● **DOCUMENT TEXT**:
start

Guess who's also running?, cont. (Updated)

Reina Sequera is back: You'll get a million dollars! And You Get A Car...
Reina Sequera is back: You’ll get a million dollars! And you’ll get a million dollars! Everybody will get a million dollars!

As you know, I have an obsession with no-hoper candidates in Venezuelan politics, and a slew of them have registered for the April 14th vote. One of them is Reina Sequera of Poder Laboral, who became famous for her looney-tunes proposal to distribute $1 million to every man, woman and child in the country.

She got 70.567 votes in October 7th, in third place. Most of her votes were from Unidad Democrática, a small party that switched its support from Henrique Capriles Radonski to Sequera at the last minute, even if HCR’s face was still on the ballot.

Also in the running is a Christian pastor named Eusebio Méndez, who is representing an evangelical-oriented party named NUVIPA (New Vision For My Country). He’s now part of a chain of evangelical temples called Federation of the Christian Center of the Nations (CCN). No further details about him yet, but you can look his governing platform here.

end

● **STATED PROBLEM**:
In the post about Venezuelan candidates, which party does Eusebio Méndez represent? The rows are separate material with no connection to the post about Venezuelan candidates.

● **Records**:
start

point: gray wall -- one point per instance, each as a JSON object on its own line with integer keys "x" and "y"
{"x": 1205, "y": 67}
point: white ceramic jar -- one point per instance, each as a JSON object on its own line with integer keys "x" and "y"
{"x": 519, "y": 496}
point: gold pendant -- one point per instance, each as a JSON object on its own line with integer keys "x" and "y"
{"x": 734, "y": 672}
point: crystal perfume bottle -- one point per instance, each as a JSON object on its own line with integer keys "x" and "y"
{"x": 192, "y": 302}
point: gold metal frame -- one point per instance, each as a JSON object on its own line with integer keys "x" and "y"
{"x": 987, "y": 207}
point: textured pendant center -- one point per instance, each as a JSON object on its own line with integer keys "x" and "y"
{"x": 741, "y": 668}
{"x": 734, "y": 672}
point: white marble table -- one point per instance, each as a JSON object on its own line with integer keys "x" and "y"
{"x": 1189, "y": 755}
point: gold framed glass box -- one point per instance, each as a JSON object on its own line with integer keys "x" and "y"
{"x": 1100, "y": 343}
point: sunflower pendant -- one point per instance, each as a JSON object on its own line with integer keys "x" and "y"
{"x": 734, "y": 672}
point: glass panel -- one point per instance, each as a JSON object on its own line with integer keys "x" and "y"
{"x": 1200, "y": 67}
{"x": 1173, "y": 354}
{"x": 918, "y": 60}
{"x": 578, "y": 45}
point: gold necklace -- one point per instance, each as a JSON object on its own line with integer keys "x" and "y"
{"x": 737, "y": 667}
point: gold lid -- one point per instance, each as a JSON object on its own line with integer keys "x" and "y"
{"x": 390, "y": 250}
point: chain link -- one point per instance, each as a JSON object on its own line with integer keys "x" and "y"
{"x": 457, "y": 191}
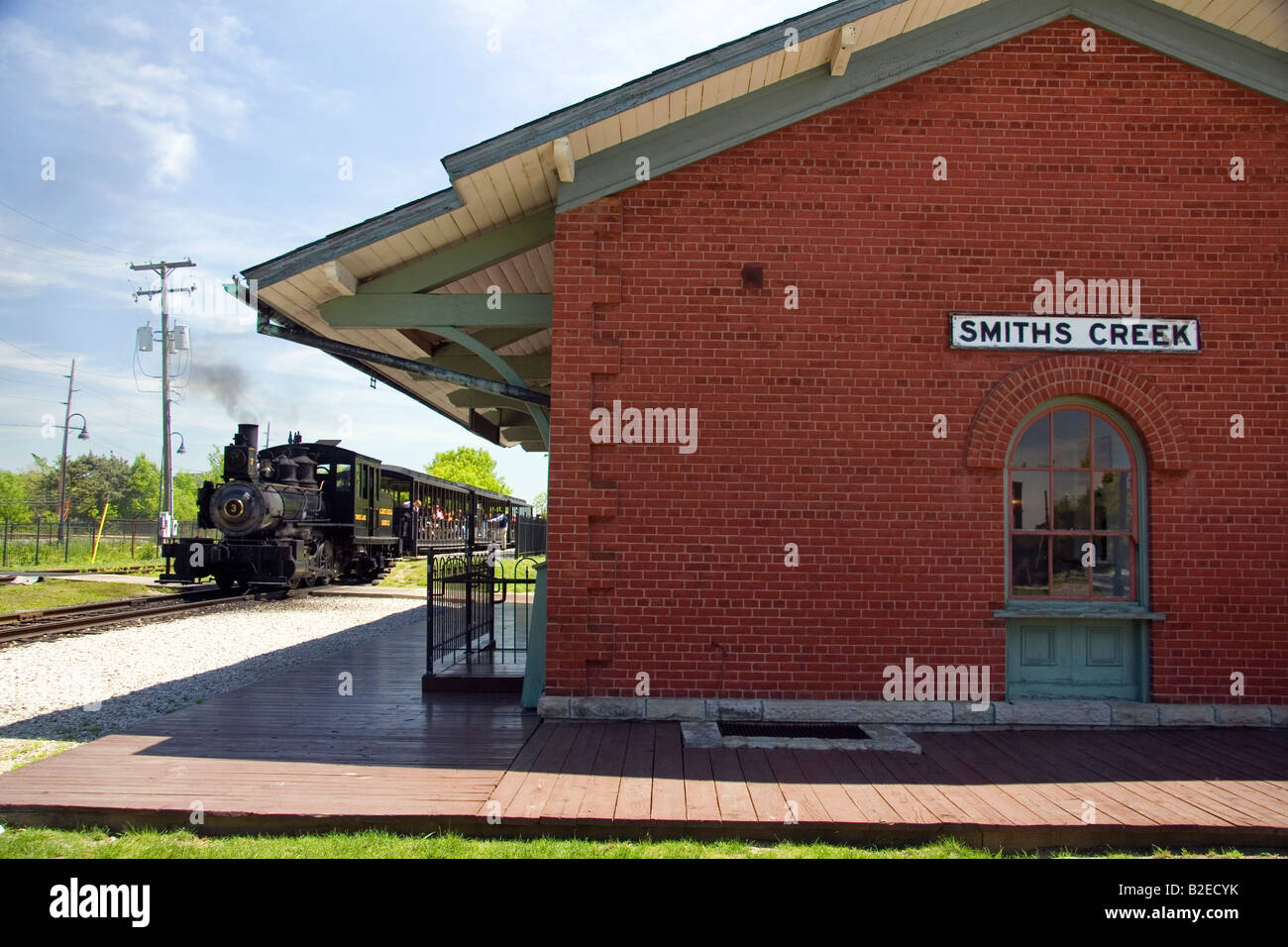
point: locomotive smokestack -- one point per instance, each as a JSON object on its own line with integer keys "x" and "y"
{"x": 241, "y": 454}
{"x": 248, "y": 436}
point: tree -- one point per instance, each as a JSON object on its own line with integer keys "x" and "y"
{"x": 13, "y": 497}
{"x": 471, "y": 466}
{"x": 95, "y": 480}
{"x": 185, "y": 487}
{"x": 143, "y": 493}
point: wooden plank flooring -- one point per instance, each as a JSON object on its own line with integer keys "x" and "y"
{"x": 294, "y": 753}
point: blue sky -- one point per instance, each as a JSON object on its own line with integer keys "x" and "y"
{"x": 230, "y": 155}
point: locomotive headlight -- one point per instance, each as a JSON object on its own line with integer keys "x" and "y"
{"x": 237, "y": 509}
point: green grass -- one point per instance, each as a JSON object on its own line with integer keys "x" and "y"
{"x": 53, "y": 592}
{"x": 16, "y": 753}
{"x": 94, "y": 843}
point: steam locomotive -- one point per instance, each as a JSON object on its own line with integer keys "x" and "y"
{"x": 303, "y": 514}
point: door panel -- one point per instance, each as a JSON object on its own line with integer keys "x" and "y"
{"x": 1076, "y": 659}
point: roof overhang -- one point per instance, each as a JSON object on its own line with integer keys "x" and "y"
{"x": 462, "y": 279}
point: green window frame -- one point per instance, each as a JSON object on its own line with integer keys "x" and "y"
{"x": 1076, "y": 513}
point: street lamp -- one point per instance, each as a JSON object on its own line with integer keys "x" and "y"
{"x": 167, "y": 488}
{"x": 62, "y": 475}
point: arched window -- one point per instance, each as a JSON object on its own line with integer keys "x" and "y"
{"x": 1073, "y": 525}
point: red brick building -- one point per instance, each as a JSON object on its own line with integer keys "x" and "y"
{"x": 957, "y": 338}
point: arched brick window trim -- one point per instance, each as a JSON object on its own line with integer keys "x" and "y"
{"x": 1006, "y": 405}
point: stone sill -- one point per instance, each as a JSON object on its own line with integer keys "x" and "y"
{"x": 1031, "y": 712}
{"x": 1060, "y": 609}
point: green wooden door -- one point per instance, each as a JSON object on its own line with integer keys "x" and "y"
{"x": 1078, "y": 659}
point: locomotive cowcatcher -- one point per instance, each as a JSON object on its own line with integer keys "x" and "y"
{"x": 296, "y": 514}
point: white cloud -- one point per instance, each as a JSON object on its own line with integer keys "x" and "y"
{"x": 128, "y": 26}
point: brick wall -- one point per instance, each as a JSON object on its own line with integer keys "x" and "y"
{"x": 815, "y": 424}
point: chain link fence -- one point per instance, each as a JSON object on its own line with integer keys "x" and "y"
{"x": 37, "y": 543}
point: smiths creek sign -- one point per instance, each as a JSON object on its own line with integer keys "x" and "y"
{"x": 1076, "y": 316}
{"x": 1073, "y": 333}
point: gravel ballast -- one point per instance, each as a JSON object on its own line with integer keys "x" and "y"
{"x": 80, "y": 686}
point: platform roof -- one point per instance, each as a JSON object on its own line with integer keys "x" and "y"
{"x": 410, "y": 287}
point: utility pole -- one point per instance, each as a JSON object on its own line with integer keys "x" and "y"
{"x": 62, "y": 474}
{"x": 166, "y": 513}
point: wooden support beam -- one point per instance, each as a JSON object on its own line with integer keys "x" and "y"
{"x": 565, "y": 162}
{"x": 536, "y": 368}
{"x": 426, "y": 309}
{"x": 524, "y": 432}
{"x": 846, "y": 42}
{"x": 484, "y": 399}
{"x": 471, "y": 257}
{"x": 421, "y": 367}
{"x": 340, "y": 277}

end

● **ANSWER TO THIS PROBLEM**:
NUVIPA (New Vision For My Country)